* [RECORDS TO USE]:
=======
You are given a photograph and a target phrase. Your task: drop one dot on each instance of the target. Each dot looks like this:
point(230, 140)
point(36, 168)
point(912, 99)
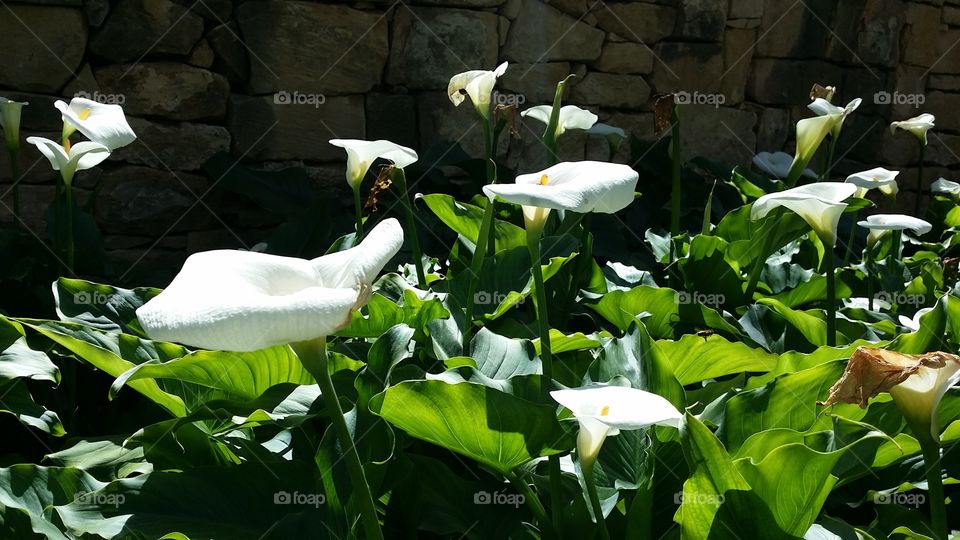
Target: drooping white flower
point(947, 187)
point(913, 324)
point(101, 123)
point(579, 186)
point(603, 411)
point(361, 155)
point(822, 107)
point(777, 164)
point(81, 156)
point(879, 178)
point(881, 224)
point(571, 117)
point(820, 205)
point(10, 121)
point(244, 301)
point(478, 85)
point(918, 126)
point(917, 383)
=======
* [SET PROBLEM]:
Set down the entries above word for word, leaving out the pictures.

* [EXERCISE RESPONSE]:
You are given a photograph and a target phrase. Your task: drop one dot on each instance of the target. Each dot looks like this:
point(230, 140)
point(36, 168)
point(912, 99)
Target: drooping white flower
point(947, 187)
point(913, 324)
point(101, 123)
point(579, 186)
point(603, 411)
point(361, 155)
point(822, 107)
point(777, 164)
point(81, 156)
point(879, 178)
point(881, 224)
point(571, 117)
point(820, 205)
point(10, 121)
point(244, 301)
point(478, 85)
point(918, 126)
point(917, 383)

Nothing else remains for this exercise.